* Your instructions *
Reproduce all of the data below line for line, without changing a single character.

==== Items ====

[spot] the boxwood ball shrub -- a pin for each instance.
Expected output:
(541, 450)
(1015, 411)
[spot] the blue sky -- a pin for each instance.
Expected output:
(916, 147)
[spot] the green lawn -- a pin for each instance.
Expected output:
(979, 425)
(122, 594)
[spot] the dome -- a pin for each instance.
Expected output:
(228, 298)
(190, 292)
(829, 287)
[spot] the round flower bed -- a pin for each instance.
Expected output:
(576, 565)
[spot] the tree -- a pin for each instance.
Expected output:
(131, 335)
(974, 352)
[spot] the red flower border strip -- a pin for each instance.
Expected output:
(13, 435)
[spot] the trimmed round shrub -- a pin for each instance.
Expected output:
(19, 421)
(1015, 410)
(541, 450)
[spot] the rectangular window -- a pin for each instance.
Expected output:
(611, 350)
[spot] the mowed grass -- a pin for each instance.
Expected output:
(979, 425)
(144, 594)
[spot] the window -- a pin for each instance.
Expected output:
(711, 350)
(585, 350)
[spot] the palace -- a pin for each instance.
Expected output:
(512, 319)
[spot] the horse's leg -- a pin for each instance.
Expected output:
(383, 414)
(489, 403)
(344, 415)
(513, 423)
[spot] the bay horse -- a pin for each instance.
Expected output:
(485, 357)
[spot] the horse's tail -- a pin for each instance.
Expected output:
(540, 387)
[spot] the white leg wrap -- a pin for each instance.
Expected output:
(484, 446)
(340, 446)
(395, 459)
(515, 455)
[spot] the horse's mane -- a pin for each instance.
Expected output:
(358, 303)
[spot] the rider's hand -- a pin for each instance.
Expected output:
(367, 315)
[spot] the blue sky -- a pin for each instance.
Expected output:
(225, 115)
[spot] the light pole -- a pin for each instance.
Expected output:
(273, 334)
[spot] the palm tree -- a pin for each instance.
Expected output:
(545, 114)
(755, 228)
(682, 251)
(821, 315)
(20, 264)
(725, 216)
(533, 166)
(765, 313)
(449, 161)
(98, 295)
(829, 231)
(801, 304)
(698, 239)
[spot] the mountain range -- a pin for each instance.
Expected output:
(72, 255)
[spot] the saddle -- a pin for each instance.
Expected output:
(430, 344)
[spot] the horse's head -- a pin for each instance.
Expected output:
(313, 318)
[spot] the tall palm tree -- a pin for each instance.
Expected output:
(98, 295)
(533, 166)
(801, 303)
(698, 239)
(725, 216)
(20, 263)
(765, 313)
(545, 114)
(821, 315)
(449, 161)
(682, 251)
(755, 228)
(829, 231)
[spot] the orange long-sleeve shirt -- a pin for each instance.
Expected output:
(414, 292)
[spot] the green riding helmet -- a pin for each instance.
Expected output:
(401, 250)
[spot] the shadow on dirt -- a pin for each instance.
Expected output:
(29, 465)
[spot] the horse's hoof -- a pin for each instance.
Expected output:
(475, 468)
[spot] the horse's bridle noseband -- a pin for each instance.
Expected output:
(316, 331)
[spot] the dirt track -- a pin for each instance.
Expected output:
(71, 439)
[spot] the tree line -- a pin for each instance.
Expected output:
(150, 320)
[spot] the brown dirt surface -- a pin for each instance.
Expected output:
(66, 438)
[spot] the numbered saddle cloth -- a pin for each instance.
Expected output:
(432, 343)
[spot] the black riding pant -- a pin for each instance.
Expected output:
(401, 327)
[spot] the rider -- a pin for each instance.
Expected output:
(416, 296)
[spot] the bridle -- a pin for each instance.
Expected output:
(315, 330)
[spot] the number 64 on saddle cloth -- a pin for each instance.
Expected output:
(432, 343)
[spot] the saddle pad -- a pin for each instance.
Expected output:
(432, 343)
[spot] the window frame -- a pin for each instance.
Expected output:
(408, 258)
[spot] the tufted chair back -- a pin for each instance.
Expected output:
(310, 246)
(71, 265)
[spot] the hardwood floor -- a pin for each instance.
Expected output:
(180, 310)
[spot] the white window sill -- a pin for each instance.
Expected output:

====

* The answer *
[spot] the boxwood ball shrub -- a pin for each instance.
Expected output:
(541, 450)
(1015, 411)
[spot] the blue sky -- a pin for each instance.
Expected output:
(916, 147)
[spot] the green lawn -- a pin for each instance.
Expected output:
(979, 425)
(122, 594)
[spot] the dome -- a pin for each instance.
Expected output:
(228, 298)
(190, 292)
(829, 287)
[spot] the round flower bed -- a pin for each instance.
Expected output:
(576, 565)
[spot] the tree -- a pin for each instance.
Expected output:
(131, 335)
(974, 352)
[spot] the red flower border strip -- a pin for each instance.
Expected output:
(13, 435)
[spot] the trimmed round shrub -- a pin for each instance.
Expected output:
(19, 421)
(1015, 410)
(541, 450)
[spot] the rectangular window -- a pin for each instance.
Expected output:
(611, 350)
[spot] the mowed grass -- a pin for each instance.
Expected output:
(979, 425)
(144, 594)
[spot] the window -- a pin for each instance.
Expected output:
(711, 350)
(585, 350)
[spot] the palace -- a pin for each instance.
Expected output:
(512, 319)
[spot] the horse's leg -- a pin for each instance.
Expected output:
(383, 414)
(489, 403)
(344, 415)
(513, 423)
[spot] the bay horse -- a pin for each instance.
Expected output:
(485, 357)
[spot] the horse's tail -- a pin for each instance.
Expected output:
(540, 387)
[spot] the white leg wrap -- a pin for each instance.
Expected output:
(484, 446)
(340, 446)
(395, 459)
(515, 455)
[spot] the horse's mane -- a pin for each instance.
Expected output:
(358, 303)
[spot] the rider's hand -- a pin for each instance.
Expected output:
(367, 315)
[spot] the blue sky -- a pin for each instance.
Expected output:
(225, 115)
[spot] the light pole -- a pin for each instance.
Expected output:
(273, 334)
[spot] the palm tree -- a pin for each instance.
Expected output:
(545, 114)
(755, 228)
(682, 251)
(821, 315)
(20, 264)
(725, 216)
(533, 166)
(765, 313)
(449, 161)
(98, 295)
(829, 231)
(801, 304)
(698, 239)
[spot] the mountain range -- a pin for each instance.
Expected output:
(72, 255)
[spot] the saddle -- a pin for each instance.
Expected output:
(430, 344)
[spot] the horse's head -- a pin for each instance.
Expected output:
(313, 318)
[spot] the tall palm tree -- a pin for each instance.
Expected output:
(98, 295)
(533, 166)
(801, 303)
(698, 239)
(725, 216)
(20, 263)
(765, 313)
(545, 114)
(821, 315)
(449, 161)
(682, 251)
(755, 228)
(829, 231)
[spot] the orange long-sleeve shirt -- a pin for each instance.
Expected output:
(414, 292)
[spot] the green riding helmet -- a pin for each instance.
Expected output:
(401, 250)
[spot] the shadow on dirt -- a pin for each instance.
Expected output:
(29, 465)
[spot] the horse's hoof -- a pin for each instance.
Expected output:
(475, 468)
[spot] the horse's bridle noseband -- a pin for each instance.
Expected output:
(316, 331)
[spot] the dirt track -- a pin for each instance.
Expected output:
(71, 439)
[spot] the tree line -- a pin for each instance.
Expected output:
(150, 320)
[spot] the brown dirt surface -- a pin for each instance.
Expected output:
(66, 438)
[spot] the numbered saddle cloth -- a pin for each instance.
Expected output:
(432, 343)
[spot] the black riding pant -- a pin for each instance.
Expected output:
(401, 327)
[spot] the rider -- a pin for each instance.
Expected output:
(416, 296)
[spot] the bridle -- a pin for each instance.
Expected output:
(315, 330)
[spot] the number 64 on saddle cloth -- a pin for each instance.
Expected output:
(432, 343)
[spot] the saddle pad -- a pin for each instance.
Expected output:
(432, 343)
[spot] the window frame -- a pin for each instance.
Expected output:
(408, 258)
[spot] the tufted chair back -- a pin for each instance.
Expected output:
(310, 246)
(71, 265)
[spot] the hardwood floor -- a pin for each instance.
Expected output:
(180, 310)
[spot] the white window sill -- a pin for each instance.
Expected output:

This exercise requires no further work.